• SELECTED PASSAGE

*** Begin section ***

President and Founder
Mead Johnson and Company
Edward Mead Johnson changed the landscape of local business when he brought Mead Johnson & Company, the nutrition company he established after leaving Johnson & Johnson, to Evansville in 1915. He had travelled throughout the region, searching for the perfect place to relocate his business from New Jersey. Fortunately, Evansville was the last stop of his journey, and he discovered that the city had everything he needed, including access to corn and an eager, skilled workforce.
Johnson's impact on the health and well-being of Americans is immeasurable, from the development of a life-saving infant feeding product to creating a standardized product to combat a devastating bone disease. Today, the company he founded has helped countless infants, especially those who require specialized nutrition. Though he died in 1934, the company he founded remains loyal to the ideals he established a century ago.

*** End section ***

• TASKS AND EXERCISES
(1) Rewrite the paragraph of the Edward Mead Johnson profile that begins "Edward Mead Johnson changed the landscape" as a short bulleted list that keeps its main facts.
(2) According to the Edward Mead Johnson profile, in what year did Johnson die?
(3) Extend the Edward Mead Johnson profile by writing what comes after its final sentence.
The records that come after this profile of Edward Mead Johnson have nothing to do with it.

• DATASET ENTRIES
*** Begin section ***

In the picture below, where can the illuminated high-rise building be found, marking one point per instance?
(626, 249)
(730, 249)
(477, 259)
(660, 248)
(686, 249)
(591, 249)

*** End section ***

• ANSWERS FOR THIS EXERCISE
(1)
- Edward Mead Johnson established Mead Johnson & Company, a nutrition company, after leaving Johnson & Johnson.
- He moved the company from New Jersey to Evansville in 1915, changing the landscape of local business.
- Before choosing Evansville, he travelled throughout the region looking for the right place to relocate.
- Evansville was the last stop of his journey.
- The city offered what he needed, including access to corn and an eager, skilled workforce.

(2) He died in 1934.

(3)
In 1927, Johnson -- often called a pioneer, a leader, and a friend -- donated a building and equipment for the Evansville Public Health Nursing Association, which was a forerunner of today’s Visiting Nurse Association. In doing so, he also required that the gift remain anonymous throughout his life. Johnson's charitable donations earned him the first Evansville Rotary Club Civic Award in 1927. The impact of Mead Johnson and its parent company Bristol-Myers Squibb provided millions of dollars of support to area non-profit organizations, including The United Way, educational institutions, hospitals, and other philanthropic causes. Mead Johnson split from Bristol-Myers Squibb in 1999.